## Stored rows
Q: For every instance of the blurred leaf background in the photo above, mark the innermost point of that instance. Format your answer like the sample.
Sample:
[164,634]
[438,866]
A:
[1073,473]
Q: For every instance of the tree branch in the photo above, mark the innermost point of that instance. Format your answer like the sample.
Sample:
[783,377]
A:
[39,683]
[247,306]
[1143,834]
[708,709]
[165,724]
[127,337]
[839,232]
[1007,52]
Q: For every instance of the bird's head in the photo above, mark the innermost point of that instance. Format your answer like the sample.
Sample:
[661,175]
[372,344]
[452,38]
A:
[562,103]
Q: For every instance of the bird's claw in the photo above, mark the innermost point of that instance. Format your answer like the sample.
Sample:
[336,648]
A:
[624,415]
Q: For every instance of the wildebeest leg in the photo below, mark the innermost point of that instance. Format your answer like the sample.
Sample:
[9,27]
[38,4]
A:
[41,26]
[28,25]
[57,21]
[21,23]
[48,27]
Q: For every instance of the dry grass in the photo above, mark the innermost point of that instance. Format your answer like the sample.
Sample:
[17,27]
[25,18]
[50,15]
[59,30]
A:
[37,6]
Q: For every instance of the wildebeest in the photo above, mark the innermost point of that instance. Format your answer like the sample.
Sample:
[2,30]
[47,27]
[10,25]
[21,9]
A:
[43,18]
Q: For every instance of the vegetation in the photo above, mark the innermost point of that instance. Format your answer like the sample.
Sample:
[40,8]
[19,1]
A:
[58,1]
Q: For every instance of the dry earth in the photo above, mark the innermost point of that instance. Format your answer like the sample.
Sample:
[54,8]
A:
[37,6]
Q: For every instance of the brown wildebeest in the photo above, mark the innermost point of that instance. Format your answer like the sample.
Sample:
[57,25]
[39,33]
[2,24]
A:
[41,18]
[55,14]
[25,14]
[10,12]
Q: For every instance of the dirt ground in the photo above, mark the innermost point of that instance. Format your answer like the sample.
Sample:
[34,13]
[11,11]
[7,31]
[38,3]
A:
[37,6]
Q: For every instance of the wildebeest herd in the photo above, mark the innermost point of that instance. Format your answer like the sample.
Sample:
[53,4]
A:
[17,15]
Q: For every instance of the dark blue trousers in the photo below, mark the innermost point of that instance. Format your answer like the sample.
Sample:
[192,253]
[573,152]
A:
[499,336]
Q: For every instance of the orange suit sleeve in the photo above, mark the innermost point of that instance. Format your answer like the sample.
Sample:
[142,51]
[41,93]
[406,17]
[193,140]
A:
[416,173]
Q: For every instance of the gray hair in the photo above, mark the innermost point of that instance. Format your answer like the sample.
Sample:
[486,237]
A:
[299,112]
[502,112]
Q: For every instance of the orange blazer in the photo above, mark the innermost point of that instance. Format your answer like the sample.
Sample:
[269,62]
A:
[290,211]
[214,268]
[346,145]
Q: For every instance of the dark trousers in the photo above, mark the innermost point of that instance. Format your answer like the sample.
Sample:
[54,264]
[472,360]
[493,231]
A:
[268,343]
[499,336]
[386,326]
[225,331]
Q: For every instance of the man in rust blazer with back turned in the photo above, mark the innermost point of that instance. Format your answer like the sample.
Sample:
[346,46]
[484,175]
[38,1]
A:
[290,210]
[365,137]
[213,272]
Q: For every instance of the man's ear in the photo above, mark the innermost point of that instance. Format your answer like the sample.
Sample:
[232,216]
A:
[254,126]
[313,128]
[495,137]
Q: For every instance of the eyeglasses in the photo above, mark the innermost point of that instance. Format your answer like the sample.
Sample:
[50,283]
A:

## The task
Repeat all of the entries exactly.

## Reply to the task
Q: For every instance of the blurred leaf background in the photo above, mark the innermost point of that instance. Format your answer like the sample.
Sample:
[164,634]
[438,866]
A:
[1073,473]
Q: For every instance of the tree branch in the photo above, mark the innermost point of that instance. Format your answer like the sample.
Sample:
[783,377]
A:
[39,683]
[247,306]
[1143,834]
[708,709]
[165,724]
[127,337]
[839,232]
[1007,52]
Q: For every instance of the bird's head in the photo above, mark the innermost point of that instance. Format your answer like the sample.
Sample:
[661,175]
[372,344]
[452,38]
A:
[562,103]
Q: For every instance of the bird's claw in the photo above, mark the innermost point of that instance. Format your answer like the sample.
Sample:
[336,648]
A:
[624,415]
Q: For every instance of the wildebeest leg in the photo below, mark the innermost point of that instance. Format your answer like the sample.
Sample:
[9,27]
[38,4]
A:
[41,26]
[28,25]
[57,21]
[21,23]
[48,27]
Q: For every instance of the dry grass in the photo above, mark the innermost point of that instance. Format your answer like the sample.
Sample:
[17,27]
[25,18]
[50,15]
[59,30]
A:
[37,6]
Q: For every instance of the wildebeest in the photo above, mark the innermost point of that instance. Format your answer like the sample.
Sample:
[2,30]
[47,27]
[10,25]
[21,9]
A:
[43,18]
Q: For every instance of the vegetation in the photo above, mark the innermost point of that instance. Format your answer like the sample.
Sample:
[40,8]
[19,1]
A:
[58,1]
Q: For every instance of the dry earth in the photo above, mark the innermost point of that instance. Format your answer like the sample.
Sample:
[54,8]
A:
[37,6]
Q: For every instance of the brown wildebeest in the photo above, mark the innermost point of that instance. Format your answer like the sample.
Sample:
[57,25]
[39,33]
[2,24]
A:
[41,18]
[55,14]
[25,14]
[10,12]
Q: For every instance of the dirt ground in the photo above, mark the innermost point of that instance. Format your answer like the sample.
Sample:
[34,13]
[11,11]
[7,31]
[38,3]
A:
[37,6]
Q: For every instance of the wildebeest herd in the photo above, mark the innermost point of that instance. Format your answer like the sample.
Sample:
[53,4]
A:
[17,15]
Q: For every instance of the dark blue trousers in the photo below, mark the innermost point of that instance. Format your answer like the sample.
Sample:
[192,253]
[573,152]
A:
[499,336]
Q: For every instance of the orange suit sleeve in the photo above, mark the innermost point of that instance. Format your answer like the sample.
Sample:
[142,51]
[41,93]
[406,17]
[193,140]
A:
[416,173]
Q: For every instance of the gray hair in the photo above, mark the innermost point of that instance. Format your answer like the sample.
Sample:
[486,237]
A:
[299,112]
[502,112]
Q: For every instance of the orange blazer in the photo above, mark the innermost point of that instance. Format your answer like the sample.
Sample:
[269,62]
A:
[290,211]
[214,268]
[346,145]
Q: For every instance of the dark trousers in the photo above, mark the innermost point of that instance. Format your answer like the sample.
Sample:
[54,264]
[472,360]
[493,231]
A:
[268,343]
[499,336]
[386,326]
[225,331]
Q: For every instance of the man in rust blazer with back turned in the photo above, mark the innermost point of that instance. Format your answer like the sample.
Sample:
[346,46]
[484,175]
[38,1]
A:
[290,210]
[365,137]
[213,272]
Q: For every instance of the man's ear in the photo above, mark the innermost point of that instance. Format your answer like the sample.
Sample:
[232,216]
A:
[254,126]
[313,128]
[495,137]
Q: For every instance of the eyeglasses in the photo above, mark the innermost point of that instance. Format your answer like the sample.
Sample:
[50,283]
A:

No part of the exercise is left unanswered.